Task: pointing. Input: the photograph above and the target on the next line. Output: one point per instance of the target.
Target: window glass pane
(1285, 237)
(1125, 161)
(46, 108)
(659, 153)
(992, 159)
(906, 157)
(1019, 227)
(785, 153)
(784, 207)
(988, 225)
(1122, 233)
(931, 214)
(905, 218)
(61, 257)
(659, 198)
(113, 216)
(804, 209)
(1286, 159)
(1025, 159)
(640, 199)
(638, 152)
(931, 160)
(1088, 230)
-.-.-
## What you are asked to do
Rewrite the material above with "window glass pane" replaced by "glass window pane", leaving everything else unchanged.

## Task output
Task: pointing. Input: the photograph above and the target on the next line. Output: one point per instance of the target.
Target: glass window pane
(1285, 237)
(1125, 161)
(46, 108)
(659, 153)
(992, 159)
(906, 157)
(1019, 227)
(785, 153)
(784, 207)
(988, 225)
(1122, 233)
(931, 214)
(905, 218)
(61, 257)
(659, 198)
(113, 216)
(804, 209)
(1286, 159)
(1025, 159)
(640, 199)
(638, 152)
(931, 160)
(1088, 230)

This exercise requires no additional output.